**** Records for this exercise ****
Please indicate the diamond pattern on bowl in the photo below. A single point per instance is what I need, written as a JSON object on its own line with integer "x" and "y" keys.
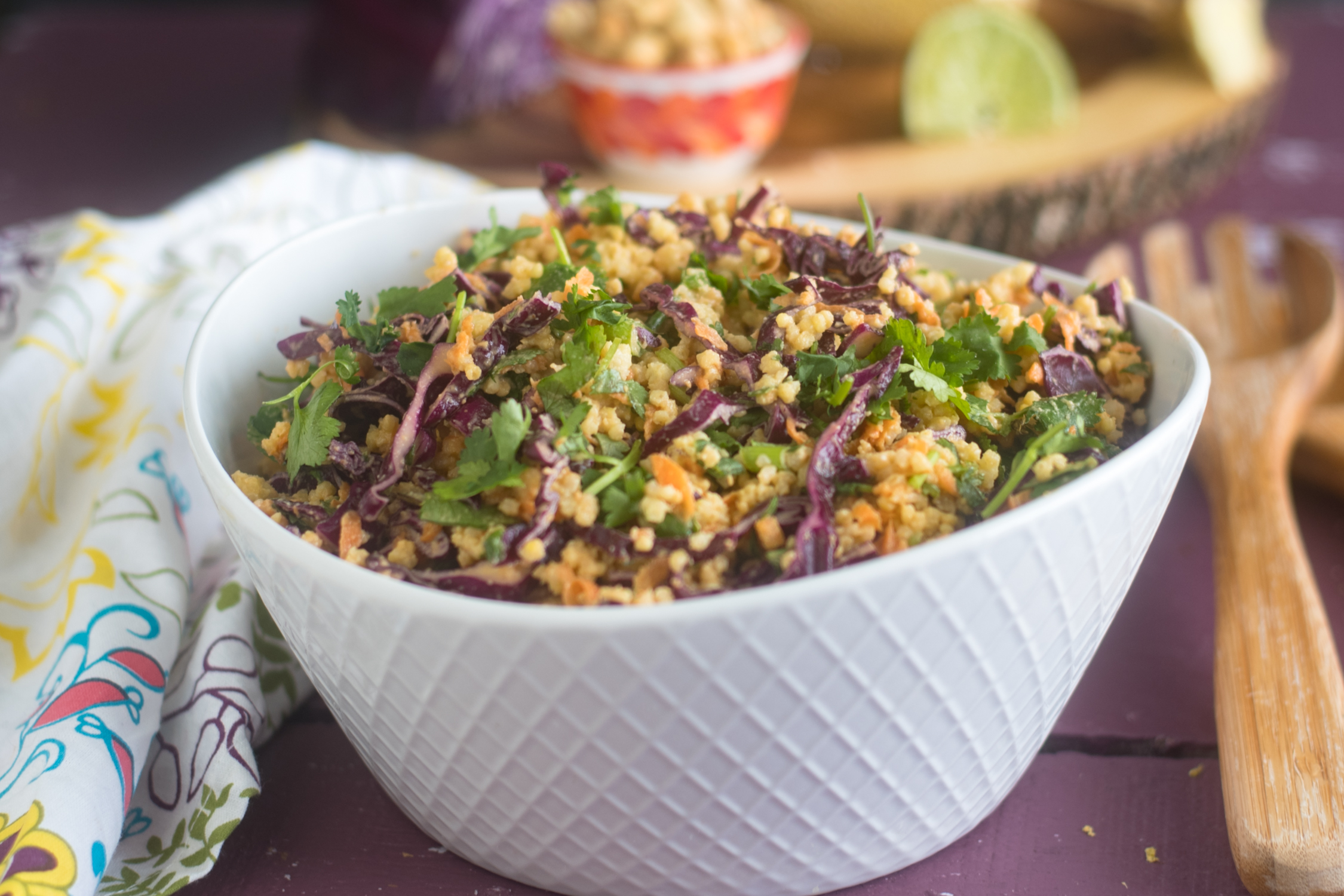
{"x": 785, "y": 747}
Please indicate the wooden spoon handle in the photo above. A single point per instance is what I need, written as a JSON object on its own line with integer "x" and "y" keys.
{"x": 1277, "y": 683}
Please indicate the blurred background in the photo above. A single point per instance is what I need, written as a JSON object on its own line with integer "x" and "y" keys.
{"x": 1066, "y": 121}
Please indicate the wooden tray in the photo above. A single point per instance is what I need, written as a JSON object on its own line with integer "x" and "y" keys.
{"x": 1151, "y": 135}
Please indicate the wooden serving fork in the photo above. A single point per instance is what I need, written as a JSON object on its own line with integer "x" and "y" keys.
{"x": 1320, "y": 449}
{"x": 1277, "y": 684}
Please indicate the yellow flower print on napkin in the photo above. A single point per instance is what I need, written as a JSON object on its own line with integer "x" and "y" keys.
{"x": 34, "y": 861}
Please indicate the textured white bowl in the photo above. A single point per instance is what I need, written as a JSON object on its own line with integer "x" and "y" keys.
{"x": 789, "y": 739}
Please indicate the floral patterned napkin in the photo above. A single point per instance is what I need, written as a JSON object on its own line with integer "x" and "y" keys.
{"x": 140, "y": 670}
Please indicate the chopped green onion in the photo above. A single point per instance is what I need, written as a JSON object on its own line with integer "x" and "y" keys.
{"x": 560, "y": 245}
{"x": 458, "y": 316}
{"x": 867, "y": 220}
{"x": 616, "y": 472}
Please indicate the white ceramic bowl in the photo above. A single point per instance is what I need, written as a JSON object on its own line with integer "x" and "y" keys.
{"x": 789, "y": 739}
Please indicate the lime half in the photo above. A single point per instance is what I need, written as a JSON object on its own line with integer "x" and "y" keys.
{"x": 979, "y": 70}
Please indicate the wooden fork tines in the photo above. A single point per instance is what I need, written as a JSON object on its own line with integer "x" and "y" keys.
{"x": 1278, "y": 688}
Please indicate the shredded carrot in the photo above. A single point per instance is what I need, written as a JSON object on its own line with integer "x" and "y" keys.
{"x": 508, "y": 308}
{"x": 667, "y": 472}
{"x": 579, "y": 591}
{"x": 351, "y": 533}
{"x": 652, "y": 574}
{"x": 866, "y": 515}
{"x": 890, "y": 541}
{"x": 771, "y": 533}
{"x": 916, "y": 443}
{"x": 706, "y": 335}
{"x": 460, "y": 355}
****
• Work required
Could you repeat all of the entries exactly, without the pictures?

• Output for this exercise
Please indicate the diamond pattern on bowl in the photo below. A single point per instance is what I need, written as a JSON object on its own line with integer "x" and "y" keys.
{"x": 785, "y": 747}
Please indicate the wooden spoon handle in the photo above. A single point per instance is what I need, written as a JSON object on its own line with integer "x" and "y" keys.
{"x": 1277, "y": 683}
Please indicate the blurred background in the photo above. A single point per instance is what I need, written as a JSON object on its own line with integer "x" and "y" keys.
{"x": 1066, "y": 121}
Please indicate the wooden tray in the photo above. A single point per instance is what I need, written as a JSON object on its own line with integer "x" and "y" keys.
{"x": 1151, "y": 135}
Please indicate the wooden serving fork in the photo above. A single point per instance is what I need, written as a JSON object on its own line with integer "x" and "y" keys.
{"x": 1320, "y": 449}
{"x": 1277, "y": 684}
Please indicate the yellow flower print on napkin in the photo above. A single point per instance is what I need, written as a JSON object on its own line with integer "x" and "y" keys.
{"x": 34, "y": 861}
Please indicate the textured white bowl in the photo above. A single point per instance is what I need, written as a JSON object on its own line with integer "x" and "y" keys.
{"x": 789, "y": 739}
Please indicate the floral patterned napkin in the photo above. A single point per instance is what I need, written as a JSON object on its own line with integer "x" and "y" keys.
{"x": 140, "y": 670}
Please indicate the chopped green onion in the photo above. A single point per instance is what I need, written as a JSON object on its own line with integer "x" and "y" keys.
{"x": 560, "y": 245}
{"x": 458, "y": 316}
{"x": 867, "y": 220}
{"x": 616, "y": 472}
Please indicate the white ceramic bowl in the photo above. A single point per instance is what I need, written as a JSON object on its own line with integer "x" and "y" keys.
{"x": 789, "y": 739}
Please indicate the lime half in the photo above. A single point per instance is what I need, written as a JSON object on its own line with integer "x" and "y" keys.
{"x": 979, "y": 70}
Please indicate the wooden fork tines in the photo above. A single point per instance is what I need, written as a JSON object on its own line with integer "x" and "y" keys.
{"x": 1278, "y": 688}
Please indicate the shredded carrot in the photo above. A single point per instance is what I need, written as a JSON object on its own line with integer "x" and "y" keys.
{"x": 508, "y": 308}
{"x": 667, "y": 472}
{"x": 579, "y": 591}
{"x": 351, "y": 533}
{"x": 652, "y": 574}
{"x": 866, "y": 515}
{"x": 890, "y": 541}
{"x": 771, "y": 533}
{"x": 916, "y": 443}
{"x": 706, "y": 335}
{"x": 460, "y": 355}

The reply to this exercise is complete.